• [What you have to do]: Render the lines of the data below as a JSON list of strings, one string per line with blank lines omitted, starting at the line that contains "Please mark every paved" and ending at the end of the data. Leave the pictures out of the answer.

(Stored dataset items)
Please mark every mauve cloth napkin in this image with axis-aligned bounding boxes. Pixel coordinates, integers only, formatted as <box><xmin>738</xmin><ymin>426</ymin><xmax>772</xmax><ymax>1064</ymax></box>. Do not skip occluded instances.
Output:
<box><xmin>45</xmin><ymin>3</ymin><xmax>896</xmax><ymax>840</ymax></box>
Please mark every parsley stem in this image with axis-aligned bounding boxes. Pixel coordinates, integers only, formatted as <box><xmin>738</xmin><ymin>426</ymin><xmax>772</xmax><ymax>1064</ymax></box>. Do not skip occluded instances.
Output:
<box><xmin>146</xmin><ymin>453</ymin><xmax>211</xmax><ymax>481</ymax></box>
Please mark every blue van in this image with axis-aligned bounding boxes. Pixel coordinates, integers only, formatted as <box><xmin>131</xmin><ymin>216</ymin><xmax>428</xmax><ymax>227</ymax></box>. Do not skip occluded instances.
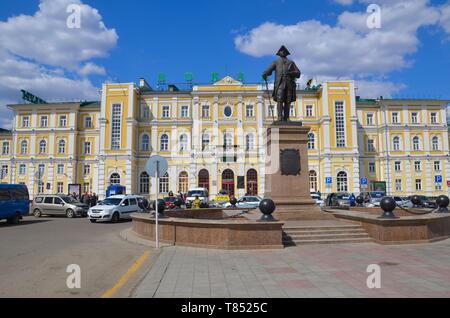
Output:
<box><xmin>0</xmin><ymin>184</ymin><xmax>30</xmax><ymax>224</ymax></box>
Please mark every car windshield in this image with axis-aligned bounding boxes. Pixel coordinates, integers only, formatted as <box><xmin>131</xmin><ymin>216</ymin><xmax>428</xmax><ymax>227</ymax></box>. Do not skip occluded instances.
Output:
<box><xmin>102</xmin><ymin>198</ymin><xmax>122</xmax><ymax>205</ymax></box>
<box><xmin>61</xmin><ymin>197</ymin><xmax>80</xmax><ymax>203</ymax></box>
<box><xmin>188</xmin><ymin>190</ymin><xmax>205</xmax><ymax>197</ymax></box>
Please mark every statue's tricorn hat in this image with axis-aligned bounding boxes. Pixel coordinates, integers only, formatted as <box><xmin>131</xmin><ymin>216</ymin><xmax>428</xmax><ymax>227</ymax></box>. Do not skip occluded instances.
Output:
<box><xmin>277</xmin><ymin>45</ymin><xmax>291</xmax><ymax>55</ymax></box>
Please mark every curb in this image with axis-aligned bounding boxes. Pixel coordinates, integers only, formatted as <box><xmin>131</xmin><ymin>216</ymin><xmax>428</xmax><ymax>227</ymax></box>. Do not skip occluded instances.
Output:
<box><xmin>120</xmin><ymin>228</ymin><xmax>173</xmax><ymax>249</ymax></box>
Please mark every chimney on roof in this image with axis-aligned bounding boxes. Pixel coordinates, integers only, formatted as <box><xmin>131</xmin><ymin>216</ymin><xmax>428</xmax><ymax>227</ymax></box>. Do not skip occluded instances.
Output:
<box><xmin>139</xmin><ymin>77</ymin><xmax>150</xmax><ymax>88</ymax></box>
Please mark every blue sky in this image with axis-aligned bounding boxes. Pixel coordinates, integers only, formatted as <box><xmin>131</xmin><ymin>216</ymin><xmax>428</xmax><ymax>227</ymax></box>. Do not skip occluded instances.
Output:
<box><xmin>0</xmin><ymin>0</ymin><xmax>450</xmax><ymax>125</ymax></box>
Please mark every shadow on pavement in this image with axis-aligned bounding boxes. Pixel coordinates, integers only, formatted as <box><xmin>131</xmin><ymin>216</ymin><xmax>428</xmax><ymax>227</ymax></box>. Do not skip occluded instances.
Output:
<box><xmin>0</xmin><ymin>220</ymin><xmax>52</xmax><ymax>228</ymax></box>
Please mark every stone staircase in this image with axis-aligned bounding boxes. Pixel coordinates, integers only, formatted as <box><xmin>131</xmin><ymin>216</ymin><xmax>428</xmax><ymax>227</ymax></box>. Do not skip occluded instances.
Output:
<box><xmin>283</xmin><ymin>223</ymin><xmax>372</xmax><ymax>246</ymax></box>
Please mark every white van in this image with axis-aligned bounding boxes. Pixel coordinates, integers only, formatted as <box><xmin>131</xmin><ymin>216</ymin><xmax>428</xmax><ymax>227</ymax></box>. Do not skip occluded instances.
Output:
<box><xmin>88</xmin><ymin>195</ymin><xmax>141</xmax><ymax>223</ymax></box>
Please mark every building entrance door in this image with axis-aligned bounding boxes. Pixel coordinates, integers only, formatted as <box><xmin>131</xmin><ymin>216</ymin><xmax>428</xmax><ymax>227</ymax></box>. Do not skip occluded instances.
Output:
<box><xmin>222</xmin><ymin>169</ymin><xmax>235</xmax><ymax>195</ymax></box>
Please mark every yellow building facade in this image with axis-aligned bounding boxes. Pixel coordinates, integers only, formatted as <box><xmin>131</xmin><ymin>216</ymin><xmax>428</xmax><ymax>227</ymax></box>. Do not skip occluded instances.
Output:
<box><xmin>0</xmin><ymin>77</ymin><xmax>450</xmax><ymax>198</ymax></box>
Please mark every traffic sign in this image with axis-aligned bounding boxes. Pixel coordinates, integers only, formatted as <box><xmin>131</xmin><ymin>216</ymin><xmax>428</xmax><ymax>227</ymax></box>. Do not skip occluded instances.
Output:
<box><xmin>145</xmin><ymin>156</ymin><xmax>169</xmax><ymax>177</ymax></box>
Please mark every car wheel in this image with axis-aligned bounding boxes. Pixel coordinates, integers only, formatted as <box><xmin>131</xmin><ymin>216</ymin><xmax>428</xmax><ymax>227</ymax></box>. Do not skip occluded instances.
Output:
<box><xmin>66</xmin><ymin>209</ymin><xmax>75</xmax><ymax>219</ymax></box>
<box><xmin>6</xmin><ymin>213</ymin><xmax>20</xmax><ymax>224</ymax></box>
<box><xmin>33</xmin><ymin>209</ymin><xmax>42</xmax><ymax>218</ymax></box>
<box><xmin>111</xmin><ymin>212</ymin><xmax>120</xmax><ymax>223</ymax></box>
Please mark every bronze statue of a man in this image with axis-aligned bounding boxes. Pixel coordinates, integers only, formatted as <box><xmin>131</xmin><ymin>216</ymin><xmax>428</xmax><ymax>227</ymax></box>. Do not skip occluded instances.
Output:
<box><xmin>263</xmin><ymin>45</ymin><xmax>301</xmax><ymax>121</ymax></box>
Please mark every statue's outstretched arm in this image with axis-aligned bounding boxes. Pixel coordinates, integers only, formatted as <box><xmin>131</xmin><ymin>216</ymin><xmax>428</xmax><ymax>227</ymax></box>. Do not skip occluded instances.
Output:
<box><xmin>263</xmin><ymin>62</ymin><xmax>277</xmax><ymax>78</ymax></box>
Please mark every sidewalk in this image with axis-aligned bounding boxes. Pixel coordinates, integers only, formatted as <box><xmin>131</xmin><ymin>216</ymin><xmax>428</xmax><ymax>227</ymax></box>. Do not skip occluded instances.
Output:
<box><xmin>134</xmin><ymin>240</ymin><xmax>450</xmax><ymax>298</ymax></box>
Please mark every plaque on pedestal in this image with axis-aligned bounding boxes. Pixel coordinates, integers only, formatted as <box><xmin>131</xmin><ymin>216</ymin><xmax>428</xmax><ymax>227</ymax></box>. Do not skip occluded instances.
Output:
<box><xmin>265</xmin><ymin>122</ymin><xmax>334</xmax><ymax>221</ymax></box>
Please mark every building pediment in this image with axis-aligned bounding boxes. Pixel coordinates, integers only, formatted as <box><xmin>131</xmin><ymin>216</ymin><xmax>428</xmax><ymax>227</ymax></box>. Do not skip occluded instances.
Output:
<box><xmin>214</xmin><ymin>76</ymin><xmax>243</xmax><ymax>86</ymax></box>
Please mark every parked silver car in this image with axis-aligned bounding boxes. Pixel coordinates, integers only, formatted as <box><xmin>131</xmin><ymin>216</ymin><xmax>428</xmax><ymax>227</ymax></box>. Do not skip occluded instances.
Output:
<box><xmin>222</xmin><ymin>195</ymin><xmax>262</xmax><ymax>209</ymax></box>
<box><xmin>31</xmin><ymin>195</ymin><xmax>89</xmax><ymax>218</ymax></box>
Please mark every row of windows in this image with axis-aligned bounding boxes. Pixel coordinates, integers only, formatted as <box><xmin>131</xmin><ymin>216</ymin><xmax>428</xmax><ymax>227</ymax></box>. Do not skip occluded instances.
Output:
<box><xmin>366</xmin><ymin>112</ymin><xmax>438</xmax><ymax>126</ymax></box>
<box><xmin>132</xmin><ymin>169</ymin><xmax>258</xmax><ymax>195</ymax></box>
<box><xmin>309</xmin><ymin>170</ymin><xmax>349</xmax><ymax>192</ymax></box>
<box><xmin>2</xmin><ymin>164</ymin><xmax>91</xmax><ymax>177</ymax></box>
<box><xmin>367</xmin><ymin>136</ymin><xmax>441</xmax><ymax>152</ymax></box>
<box><xmin>368</xmin><ymin>161</ymin><xmax>442</xmax><ymax>174</ymax></box>
<box><xmin>142</xmin><ymin>105</ymin><xmax>314</xmax><ymax>119</ymax></box>
<box><xmin>394</xmin><ymin>179</ymin><xmax>442</xmax><ymax>192</ymax></box>
<box><xmin>140</xmin><ymin>133</ymin><xmax>255</xmax><ymax>152</ymax></box>
<box><xmin>16</xmin><ymin>140</ymin><xmax>68</xmax><ymax>155</ymax></box>
<box><xmin>21</xmin><ymin>115</ymin><xmax>93</xmax><ymax>129</ymax></box>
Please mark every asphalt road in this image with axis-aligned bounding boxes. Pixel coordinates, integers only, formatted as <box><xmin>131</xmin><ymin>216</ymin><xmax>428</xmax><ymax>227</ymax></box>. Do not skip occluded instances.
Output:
<box><xmin>0</xmin><ymin>217</ymin><xmax>157</xmax><ymax>298</ymax></box>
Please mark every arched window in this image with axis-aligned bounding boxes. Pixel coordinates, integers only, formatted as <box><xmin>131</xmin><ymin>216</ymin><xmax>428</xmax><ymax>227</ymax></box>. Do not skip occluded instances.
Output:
<box><xmin>142</xmin><ymin>105</ymin><xmax>150</xmax><ymax>119</ymax></box>
<box><xmin>413</xmin><ymin>136</ymin><xmax>420</xmax><ymax>151</ymax></box>
<box><xmin>198</xmin><ymin>169</ymin><xmax>209</xmax><ymax>191</ymax></box>
<box><xmin>20</xmin><ymin>140</ymin><xmax>28</xmax><ymax>155</ymax></box>
<box><xmin>160</xmin><ymin>134</ymin><xmax>169</xmax><ymax>151</ymax></box>
<box><xmin>309</xmin><ymin>170</ymin><xmax>318</xmax><ymax>192</ymax></box>
<box><xmin>431</xmin><ymin>136</ymin><xmax>439</xmax><ymax>151</ymax></box>
<box><xmin>308</xmin><ymin>133</ymin><xmax>316</xmax><ymax>150</ymax></box>
<box><xmin>245</xmin><ymin>134</ymin><xmax>255</xmax><ymax>151</ymax></box>
<box><xmin>178</xmin><ymin>171</ymin><xmax>189</xmax><ymax>193</ymax></box>
<box><xmin>58</xmin><ymin>140</ymin><xmax>66</xmax><ymax>154</ymax></box>
<box><xmin>2</xmin><ymin>141</ymin><xmax>9</xmax><ymax>155</ymax></box>
<box><xmin>139</xmin><ymin>172</ymin><xmax>150</xmax><ymax>194</ymax></box>
<box><xmin>39</xmin><ymin>140</ymin><xmax>47</xmax><ymax>155</ymax></box>
<box><xmin>247</xmin><ymin>169</ymin><xmax>258</xmax><ymax>195</ymax></box>
<box><xmin>159</xmin><ymin>172</ymin><xmax>169</xmax><ymax>193</ymax></box>
<box><xmin>202</xmin><ymin>133</ymin><xmax>211</xmax><ymax>150</ymax></box>
<box><xmin>180</xmin><ymin>134</ymin><xmax>188</xmax><ymax>151</ymax></box>
<box><xmin>337</xmin><ymin>171</ymin><xmax>348</xmax><ymax>192</ymax></box>
<box><xmin>223</xmin><ymin>133</ymin><xmax>233</xmax><ymax>150</ymax></box>
<box><xmin>393</xmin><ymin>136</ymin><xmax>400</xmax><ymax>151</ymax></box>
<box><xmin>109</xmin><ymin>173</ymin><xmax>120</xmax><ymax>185</ymax></box>
<box><xmin>141</xmin><ymin>134</ymin><xmax>150</xmax><ymax>152</ymax></box>
<box><xmin>222</xmin><ymin>169</ymin><xmax>235</xmax><ymax>195</ymax></box>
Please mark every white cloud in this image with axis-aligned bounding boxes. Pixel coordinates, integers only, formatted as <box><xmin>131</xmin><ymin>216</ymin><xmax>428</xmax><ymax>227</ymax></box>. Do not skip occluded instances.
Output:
<box><xmin>0</xmin><ymin>0</ymin><xmax>118</xmax><ymax>128</ymax></box>
<box><xmin>356</xmin><ymin>80</ymin><xmax>406</xmax><ymax>98</ymax></box>
<box><xmin>78</xmin><ymin>63</ymin><xmax>106</xmax><ymax>76</ymax></box>
<box><xmin>235</xmin><ymin>0</ymin><xmax>441</xmax><ymax>97</ymax></box>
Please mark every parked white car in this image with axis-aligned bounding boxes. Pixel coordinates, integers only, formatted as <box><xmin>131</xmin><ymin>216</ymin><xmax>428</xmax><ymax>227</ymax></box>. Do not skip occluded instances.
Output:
<box><xmin>88</xmin><ymin>195</ymin><xmax>141</xmax><ymax>223</ymax></box>
<box><xmin>222</xmin><ymin>195</ymin><xmax>262</xmax><ymax>209</ymax></box>
<box><xmin>311</xmin><ymin>192</ymin><xmax>325</xmax><ymax>206</ymax></box>
<box><xmin>186</xmin><ymin>188</ymin><xmax>210</xmax><ymax>208</ymax></box>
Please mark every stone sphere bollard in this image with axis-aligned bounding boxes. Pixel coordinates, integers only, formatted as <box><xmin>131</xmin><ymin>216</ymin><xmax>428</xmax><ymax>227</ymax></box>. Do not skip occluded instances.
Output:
<box><xmin>380</xmin><ymin>197</ymin><xmax>397</xmax><ymax>219</ymax></box>
<box><xmin>173</xmin><ymin>198</ymin><xmax>183</xmax><ymax>209</ymax></box>
<box><xmin>153</xmin><ymin>199</ymin><xmax>166</xmax><ymax>218</ymax></box>
<box><xmin>436</xmin><ymin>195</ymin><xmax>450</xmax><ymax>213</ymax></box>
<box><xmin>411</xmin><ymin>195</ymin><xmax>422</xmax><ymax>208</ymax></box>
<box><xmin>356</xmin><ymin>196</ymin><xmax>364</xmax><ymax>206</ymax></box>
<box><xmin>259</xmin><ymin>199</ymin><xmax>276</xmax><ymax>222</ymax></box>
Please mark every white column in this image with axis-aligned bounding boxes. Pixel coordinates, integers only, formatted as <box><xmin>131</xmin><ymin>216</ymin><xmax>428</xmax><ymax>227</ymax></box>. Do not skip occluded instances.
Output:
<box><xmin>45</xmin><ymin>160</ymin><xmax>57</xmax><ymax>194</ymax></box>
<box><xmin>422</xmin><ymin>160</ymin><xmax>434</xmax><ymax>196</ymax></box>
<box><xmin>402</xmin><ymin>160</ymin><xmax>415</xmax><ymax>194</ymax></box>
<box><xmin>97</xmin><ymin>158</ymin><xmax>106</xmax><ymax>198</ymax></box>
<box><xmin>125</xmin><ymin>159</ymin><xmax>133</xmax><ymax>194</ymax></box>
<box><xmin>27</xmin><ymin>161</ymin><xmax>37</xmax><ymax>199</ymax></box>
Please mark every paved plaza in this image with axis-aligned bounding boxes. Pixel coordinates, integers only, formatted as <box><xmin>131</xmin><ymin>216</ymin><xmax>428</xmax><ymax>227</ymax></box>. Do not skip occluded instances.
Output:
<box><xmin>134</xmin><ymin>240</ymin><xmax>450</xmax><ymax>298</ymax></box>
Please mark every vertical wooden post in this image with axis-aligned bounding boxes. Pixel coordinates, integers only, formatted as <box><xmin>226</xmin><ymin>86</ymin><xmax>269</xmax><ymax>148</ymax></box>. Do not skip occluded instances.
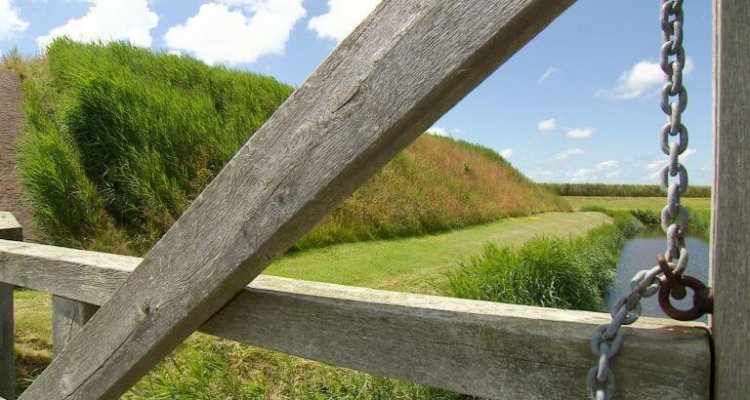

• [Response below]:
[
  "Please mark every paved plaza in this image with axis-aligned bounding boxes. Pixel coordinates, integers only, formatted as <box><xmin>131</xmin><ymin>216</ymin><xmax>428</xmax><ymax>227</ymax></box>. Do not skip occluded instances.",
  "Output:",
  "<box><xmin>134</xmin><ymin>240</ymin><xmax>450</xmax><ymax>298</ymax></box>",
  "Please mark every vertical wooden post in this image with axis-aligned bounding boxes. Pixel coordinates, integers only, formatted as <box><xmin>226</xmin><ymin>86</ymin><xmax>269</xmax><ymax>148</ymax></box>. Do not skip occluded instances."
]